[Dataset records]
Start

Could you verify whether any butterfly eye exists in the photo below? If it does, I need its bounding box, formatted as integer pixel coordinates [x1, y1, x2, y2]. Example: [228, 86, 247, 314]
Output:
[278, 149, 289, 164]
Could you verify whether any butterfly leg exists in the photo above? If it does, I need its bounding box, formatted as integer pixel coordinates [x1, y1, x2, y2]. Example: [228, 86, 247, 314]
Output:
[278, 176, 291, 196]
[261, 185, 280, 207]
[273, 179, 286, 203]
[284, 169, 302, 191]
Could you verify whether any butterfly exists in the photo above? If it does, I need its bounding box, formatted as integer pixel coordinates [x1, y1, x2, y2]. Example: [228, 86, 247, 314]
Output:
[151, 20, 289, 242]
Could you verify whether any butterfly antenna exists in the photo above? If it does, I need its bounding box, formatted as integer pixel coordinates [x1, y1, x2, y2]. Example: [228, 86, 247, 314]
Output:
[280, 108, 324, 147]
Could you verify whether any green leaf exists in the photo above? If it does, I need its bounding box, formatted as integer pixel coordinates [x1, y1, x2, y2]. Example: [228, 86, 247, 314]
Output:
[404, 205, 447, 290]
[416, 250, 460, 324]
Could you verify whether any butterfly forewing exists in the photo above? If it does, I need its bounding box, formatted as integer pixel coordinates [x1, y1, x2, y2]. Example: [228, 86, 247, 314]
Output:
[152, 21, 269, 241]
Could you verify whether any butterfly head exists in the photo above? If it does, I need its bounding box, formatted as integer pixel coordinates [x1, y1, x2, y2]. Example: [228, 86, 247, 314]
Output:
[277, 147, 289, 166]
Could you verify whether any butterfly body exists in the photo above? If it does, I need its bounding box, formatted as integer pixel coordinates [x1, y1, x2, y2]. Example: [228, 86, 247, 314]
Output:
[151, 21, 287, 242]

End
Start

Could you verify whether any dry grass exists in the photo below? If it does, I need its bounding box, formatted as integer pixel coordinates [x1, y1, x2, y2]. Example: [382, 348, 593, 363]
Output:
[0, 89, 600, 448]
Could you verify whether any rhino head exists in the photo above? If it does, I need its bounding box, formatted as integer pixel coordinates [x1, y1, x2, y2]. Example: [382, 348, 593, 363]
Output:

End

* [PROBLEM DESCRIPTION]:
Please reproduce only the lines of material from the one containing "Could you verify whether any butterfly forewing" through the one containing "[277, 147, 289, 166]", changing "bounding box" to "enclosing rectangle" and leaving everything else the same.

* [EXERCISE RESULT]:
Could you verify whether any butterfly forewing exists in the photo above? If it does, I need its enclosing rectangle, formatted as integer pixel coordinates [x1, y1, x2, y2]. Example: [228, 86, 247, 314]
Output:
[152, 21, 269, 241]
Could you verify whether any butterfly head exists in the photo above? If it does, I need its enclosing rectangle, formatted as integer pixel coordinates [x1, y1, x2, y2]. Example: [228, 86, 247, 314]
Output:
[277, 147, 289, 166]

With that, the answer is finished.